Start of Text

What’s the meaning of Alex Garland’s 2018 science-fiction movie Annihilation? A lot of things, actually. And what it means may differ from me and you.

That’s probably not the answer you’re looking for. I’m not sure that there’s a true answer. When we talk about films like Annihilation, we need to accept that some films have multiple meanings.

I often think of 2017’s Mother! when I broach this subject. Mother!, directed by Darren Arronovsky, also has multiple meanings, and not one of them is the One True Meaning. In fact, in its own mad brilliance, it’s one of those film that is made up entirely of allegories. It’s a biblical play as much as it is about the relationship of an artist and his muse (or, if you like, Darren Arronovsky’s own relationship with his star and then-girlfriend Jennifer Lawrence). That’s the point of the film. You’re meant to find your own answer, if not accept all of them.

Annihilation is the same, in that each of us will find a different meaning. None of them will be wrong. They can all be correct. That, perhaps, is part of the beauty of this film.
So, really, I can only tell you what Annihilation means to me. First, though, I’m going to tell you what the film is about.


DESTRUCTIVE SPOILERS AHEAD.

Are we good? Are you ready? Right.

Annihilation is about Lena, played by Natalie Portman. She’s an ex-military biologist whose military husband Kane (Oscar Isaac) went missing during a mission and presumed KIA. She’s rightfully sad, a little angry perhaps. Then he pops back home, 12 months later, except now he’s weird and distant. He starts vomiting blood. Before she knew it, they’re both taken to and locked up in a science facility.

Turns out, her husband was part of an expedition into Area X, a large plot of land behind what’s called the Shimmer, a translucent wall that originated and grew from a meteor that crashed into a lighthouse. Determined to find out what really happened to Kane and hoping, perhaps, to save him, Lena joins an expedition of women scientists to venture forth towards the lighthouse. It’s a motley crew of people with their own rather dark pasts, led by the mysterious psychiatrist Dr Ventress (Jennifer Jason Leigh), tough-talking Anya (Gina Rodriguez, from Jane the Virgin), meek Josie (Thor Ragnarok’s Tessa Thompson) and sweet Cassie (Tuva Novotny).

Source: Netflix
Ready to science the hell out of the Shimmer

In Area X, things are bizarre and beautiful. Due to the strange properties of the Shimmer, the local plants and wildlife have their DNA refracted to one another, turning everything into mutant hybrids. Crocodiles may have shark teeth. Plants grow different flowers from the same stalk. And the humans, well, they’re a-changin’, too, and not for the better.

Things go wrong quickly, of course. Cassie gets taken and killed by a bear-like creature, while Anya’s sanity began to dwindle. Lena’s secrecy around her husband’s expedition to Area X causes drama. One by one, the scientists perish, and Lena becomes the only person left. She reaches the lighthouse, and faces the thing that came with the meteor – an alien creature which began mirroring her form.

End of Text

--- Work order ---
Write the next part of the essay on the movie Annihilation, picking up after its final sentence.

Start of Extracted records

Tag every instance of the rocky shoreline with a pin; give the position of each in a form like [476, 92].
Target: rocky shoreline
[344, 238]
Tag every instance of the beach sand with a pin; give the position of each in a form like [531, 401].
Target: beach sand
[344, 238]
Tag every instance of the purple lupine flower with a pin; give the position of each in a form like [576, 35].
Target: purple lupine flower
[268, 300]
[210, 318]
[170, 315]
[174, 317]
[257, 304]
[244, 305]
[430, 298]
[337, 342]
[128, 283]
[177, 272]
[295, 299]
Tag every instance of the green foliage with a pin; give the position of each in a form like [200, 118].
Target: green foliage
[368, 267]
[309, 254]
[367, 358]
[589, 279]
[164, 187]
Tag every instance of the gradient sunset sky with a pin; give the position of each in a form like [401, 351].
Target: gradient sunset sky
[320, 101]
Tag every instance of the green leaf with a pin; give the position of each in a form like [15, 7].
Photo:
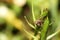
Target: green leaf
[44, 30]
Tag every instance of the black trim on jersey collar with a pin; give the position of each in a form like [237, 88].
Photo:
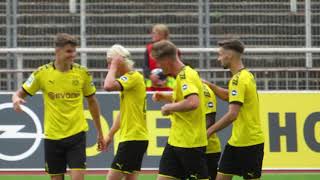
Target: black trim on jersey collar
[54, 67]
[242, 69]
[26, 91]
[91, 94]
[236, 102]
[186, 96]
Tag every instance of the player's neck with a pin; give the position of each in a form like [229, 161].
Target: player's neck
[62, 66]
[236, 67]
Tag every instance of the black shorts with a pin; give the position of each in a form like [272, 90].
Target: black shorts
[69, 151]
[242, 161]
[212, 163]
[183, 163]
[129, 156]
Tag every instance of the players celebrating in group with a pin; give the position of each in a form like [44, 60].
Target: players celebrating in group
[193, 148]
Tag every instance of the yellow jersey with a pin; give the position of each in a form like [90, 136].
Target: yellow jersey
[132, 107]
[63, 98]
[211, 107]
[188, 129]
[247, 130]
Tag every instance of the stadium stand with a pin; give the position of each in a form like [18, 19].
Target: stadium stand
[258, 23]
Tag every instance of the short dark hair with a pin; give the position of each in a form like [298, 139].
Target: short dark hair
[164, 49]
[63, 39]
[232, 44]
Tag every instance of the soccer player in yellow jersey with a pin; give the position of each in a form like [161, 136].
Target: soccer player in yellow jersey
[243, 154]
[131, 121]
[213, 151]
[184, 155]
[64, 84]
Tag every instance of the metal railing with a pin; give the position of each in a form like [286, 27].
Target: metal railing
[268, 78]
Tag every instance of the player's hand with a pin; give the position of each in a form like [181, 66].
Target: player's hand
[101, 143]
[165, 110]
[17, 101]
[107, 141]
[157, 96]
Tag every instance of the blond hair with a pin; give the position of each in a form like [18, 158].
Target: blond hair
[119, 50]
[164, 49]
[162, 28]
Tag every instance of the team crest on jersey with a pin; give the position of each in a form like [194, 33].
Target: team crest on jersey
[234, 92]
[30, 80]
[124, 78]
[184, 87]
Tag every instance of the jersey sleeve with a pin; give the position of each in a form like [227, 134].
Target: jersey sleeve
[32, 84]
[188, 87]
[128, 81]
[88, 85]
[237, 90]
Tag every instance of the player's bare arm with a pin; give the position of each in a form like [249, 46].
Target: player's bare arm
[110, 82]
[222, 93]
[188, 104]
[226, 120]
[115, 127]
[162, 97]
[18, 99]
[95, 113]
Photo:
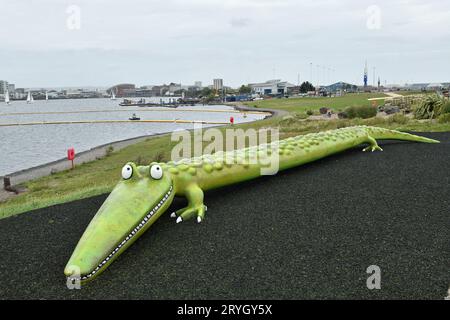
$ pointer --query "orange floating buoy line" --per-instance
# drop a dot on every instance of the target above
(37, 123)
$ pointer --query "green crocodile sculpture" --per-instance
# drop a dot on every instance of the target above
(145, 192)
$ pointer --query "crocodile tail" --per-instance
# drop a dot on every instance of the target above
(386, 134)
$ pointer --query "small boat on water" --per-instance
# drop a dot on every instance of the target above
(134, 117)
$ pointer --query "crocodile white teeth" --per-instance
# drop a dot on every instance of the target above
(132, 234)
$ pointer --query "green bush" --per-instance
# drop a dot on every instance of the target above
(446, 108)
(363, 112)
(444, 118)
(430, 107)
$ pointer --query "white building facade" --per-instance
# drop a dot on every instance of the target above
(271, 87)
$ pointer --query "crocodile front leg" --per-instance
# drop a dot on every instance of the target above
(373, 145)
(195, 206)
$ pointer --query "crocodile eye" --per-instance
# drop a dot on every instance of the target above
(156, 172)
(127, 171)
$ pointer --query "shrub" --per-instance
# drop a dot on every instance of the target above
(323, 110)
(446, 108)
(363, 112)
(342, 115)
(430, 107)
(444, 118)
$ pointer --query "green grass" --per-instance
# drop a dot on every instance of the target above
(315, 103)
(100, 176)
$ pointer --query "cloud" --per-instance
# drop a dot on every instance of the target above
(187, 40)
(239, 22)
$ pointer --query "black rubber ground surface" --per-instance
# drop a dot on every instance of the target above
(310, 232)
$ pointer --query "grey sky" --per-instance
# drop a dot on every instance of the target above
(242, 41)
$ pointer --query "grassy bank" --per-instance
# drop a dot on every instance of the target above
(315, 103)
(100, 176)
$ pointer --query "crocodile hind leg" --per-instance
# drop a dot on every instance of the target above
(195, 205)
(373, 145)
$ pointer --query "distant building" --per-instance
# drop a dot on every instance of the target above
(174, 87)
(123, 90)
(341, 86)
(218, 84)
(435, 86)
(3, 86)
(272, 87)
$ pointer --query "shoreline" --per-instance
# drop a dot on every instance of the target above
(95, 153)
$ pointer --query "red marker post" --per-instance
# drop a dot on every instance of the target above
(71, 155)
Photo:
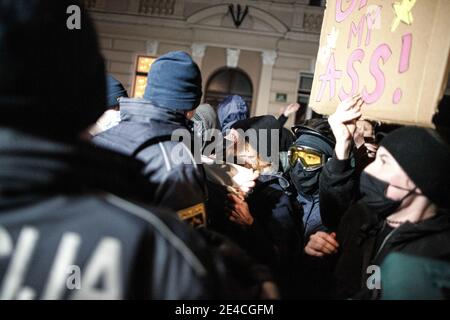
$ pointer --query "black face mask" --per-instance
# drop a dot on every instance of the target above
(374, 192)
(305, 182)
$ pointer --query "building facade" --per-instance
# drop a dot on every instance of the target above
(262, 50)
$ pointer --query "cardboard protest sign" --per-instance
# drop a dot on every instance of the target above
(394, 53)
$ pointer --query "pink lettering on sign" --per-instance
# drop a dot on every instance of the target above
(357, 55)
(362, 4)
(397, 96)
(383, 52)
(356, 31)
(405, 53)
(342, 15)
(330, 76)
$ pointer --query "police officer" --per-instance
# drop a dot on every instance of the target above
(148, 127)
(66, 230)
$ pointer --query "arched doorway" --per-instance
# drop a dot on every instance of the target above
(228, 81)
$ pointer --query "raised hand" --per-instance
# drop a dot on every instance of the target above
(239, 211)
(291, 109)
(343, 124)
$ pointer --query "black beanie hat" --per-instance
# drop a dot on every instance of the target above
(263, 125)
(114, 91)
(52, 78)
(174, 82)
(425, 158)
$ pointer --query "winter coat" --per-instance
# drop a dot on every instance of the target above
(359, 229)
(145, 133)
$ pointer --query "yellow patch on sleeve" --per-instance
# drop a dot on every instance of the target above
(195, 216)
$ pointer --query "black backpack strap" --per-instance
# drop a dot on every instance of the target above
(150, 143)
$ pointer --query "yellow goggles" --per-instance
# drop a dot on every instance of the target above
(310, 159)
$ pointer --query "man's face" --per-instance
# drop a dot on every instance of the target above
(387, 169)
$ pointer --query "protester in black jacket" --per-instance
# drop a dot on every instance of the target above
(66, 230)
(400, 204)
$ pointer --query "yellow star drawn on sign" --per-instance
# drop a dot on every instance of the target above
(403, 13)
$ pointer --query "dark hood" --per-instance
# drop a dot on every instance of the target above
(52, 78)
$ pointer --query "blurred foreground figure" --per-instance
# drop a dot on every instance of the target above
(65, 231)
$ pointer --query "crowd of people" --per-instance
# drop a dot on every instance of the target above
(103, 196)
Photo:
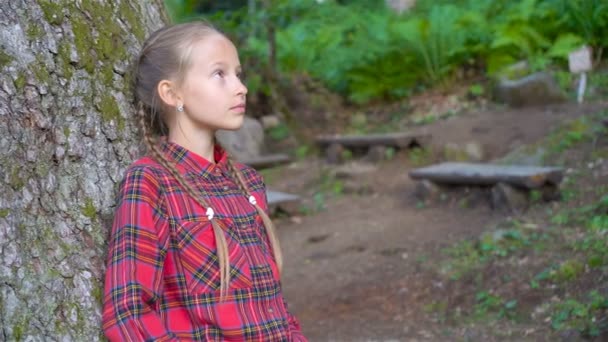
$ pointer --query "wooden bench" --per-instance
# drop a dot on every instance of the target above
(510, 184)
(266, 161)
(373, 144)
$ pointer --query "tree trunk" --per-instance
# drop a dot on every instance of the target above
(66, 135)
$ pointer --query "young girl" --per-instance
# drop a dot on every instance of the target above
(193, 254)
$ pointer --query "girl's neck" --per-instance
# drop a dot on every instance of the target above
(201, 143)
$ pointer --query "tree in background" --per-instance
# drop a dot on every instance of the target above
(66, 135)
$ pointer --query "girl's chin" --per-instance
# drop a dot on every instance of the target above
(235, 124)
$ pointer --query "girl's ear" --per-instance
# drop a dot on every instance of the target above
(168, 93)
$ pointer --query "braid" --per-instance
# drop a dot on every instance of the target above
(270, 229)
(220, 239)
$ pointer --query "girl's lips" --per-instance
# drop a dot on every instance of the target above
(239, 108)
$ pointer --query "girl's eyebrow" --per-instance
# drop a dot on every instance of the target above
(223, 64)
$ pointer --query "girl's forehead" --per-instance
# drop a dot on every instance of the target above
(214, 49)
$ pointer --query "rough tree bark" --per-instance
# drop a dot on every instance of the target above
(66, 136)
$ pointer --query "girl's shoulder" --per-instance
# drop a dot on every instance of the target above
(254, 180)
(144, 168)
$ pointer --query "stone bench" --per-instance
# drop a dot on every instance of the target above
(510, 184)
(374, 144)
(282, 201)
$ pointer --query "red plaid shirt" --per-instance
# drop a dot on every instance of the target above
(162, 281)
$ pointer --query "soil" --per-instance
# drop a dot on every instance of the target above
(357, 268)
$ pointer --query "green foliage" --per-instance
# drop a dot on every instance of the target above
(487, 303)
(470, 255)
(373, 54)
(588, 317)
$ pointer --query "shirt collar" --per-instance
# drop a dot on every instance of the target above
(188, 161)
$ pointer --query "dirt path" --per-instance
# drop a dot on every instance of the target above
(355, 271)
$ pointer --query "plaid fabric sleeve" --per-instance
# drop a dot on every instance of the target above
(258, 185)
(135, 262)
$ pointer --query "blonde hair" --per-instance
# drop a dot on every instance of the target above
(166, 55)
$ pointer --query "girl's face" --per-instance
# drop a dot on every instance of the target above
(212, 92)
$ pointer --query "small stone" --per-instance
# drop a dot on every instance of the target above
(376, 154)
(334, 154)
(426, 190)
(474, 151)
(536, 89)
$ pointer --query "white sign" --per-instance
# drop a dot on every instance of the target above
(580, 60)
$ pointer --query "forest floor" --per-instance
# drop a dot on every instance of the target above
(368, 261)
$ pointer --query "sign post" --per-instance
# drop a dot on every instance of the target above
(580, 62)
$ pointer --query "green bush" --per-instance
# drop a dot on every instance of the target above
(365, 52)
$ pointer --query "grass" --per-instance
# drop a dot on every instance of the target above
(564, 245)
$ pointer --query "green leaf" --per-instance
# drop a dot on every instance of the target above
(564, 45)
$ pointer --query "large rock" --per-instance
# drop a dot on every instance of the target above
(245, 143)
(536, 89)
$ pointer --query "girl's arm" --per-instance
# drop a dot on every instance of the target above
(135, 262)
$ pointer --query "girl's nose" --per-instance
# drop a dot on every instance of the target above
(241, 88)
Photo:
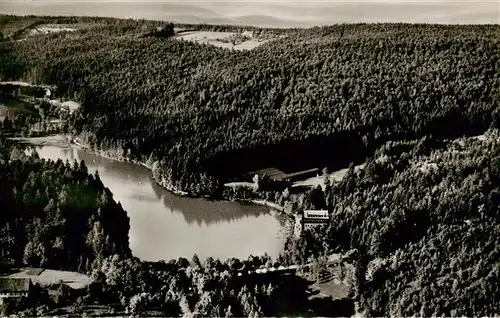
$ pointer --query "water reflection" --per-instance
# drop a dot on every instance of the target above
(165, 226)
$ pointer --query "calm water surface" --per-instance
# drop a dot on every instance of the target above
(164, 226)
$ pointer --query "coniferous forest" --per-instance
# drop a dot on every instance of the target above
(418, 104)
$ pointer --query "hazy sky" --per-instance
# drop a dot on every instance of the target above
(271, 13)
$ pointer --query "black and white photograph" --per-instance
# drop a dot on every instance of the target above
(250, 158)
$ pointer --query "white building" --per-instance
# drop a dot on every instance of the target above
(311, 219)
(14, 287)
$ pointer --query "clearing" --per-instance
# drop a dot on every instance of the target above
(55, 140)
(228, 40)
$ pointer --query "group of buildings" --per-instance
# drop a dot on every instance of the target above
(310, 219)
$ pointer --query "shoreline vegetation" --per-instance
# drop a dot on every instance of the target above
(65, 141)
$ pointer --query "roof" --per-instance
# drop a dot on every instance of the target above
(316, 214)
(8, 284)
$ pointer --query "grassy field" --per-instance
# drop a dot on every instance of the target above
(221, 39)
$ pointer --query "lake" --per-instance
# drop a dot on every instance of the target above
(165, 226)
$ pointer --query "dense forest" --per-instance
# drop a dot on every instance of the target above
(422, 215)
(56, 215)
(206, 114)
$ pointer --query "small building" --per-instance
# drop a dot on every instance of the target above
(14, 287)
(311, 219)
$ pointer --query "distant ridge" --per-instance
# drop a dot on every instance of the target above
(269, 14)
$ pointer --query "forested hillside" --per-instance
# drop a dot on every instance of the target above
(56, 215)
(205, 114)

End of Extracted records

--- Output below ---
She tricks it into immolating itself with a phosphorous grenade, and the alien proceeded to burn the lighthouse and, somehow, destroy the Shimmer. Lena returns to the science facility, where she is locked up and interrogated, telling her story to Benedict Wong. She is reunited with her husband, who is not vomiting blood now, except this may or may not be Kane, but an alien doppelganger. As Kane and Lena embrace, their eyes glow, and the movie ends in a credits scene depicting the merging and splitting of cells.

It’s all very confusing, and it sounds kind of silly when I tell it like this. That, however, undermines the moviemaking prowess of writer-director Alex Garland, who creates an atmospheric film with tension intermingling with mystery, and who masterfully provides information as we need them, letting us piece things together along and about the characters. It’s a gorgeous film, with things both terrifying and beautiful.

Source: Netflix
Emphasis on the “terrifying”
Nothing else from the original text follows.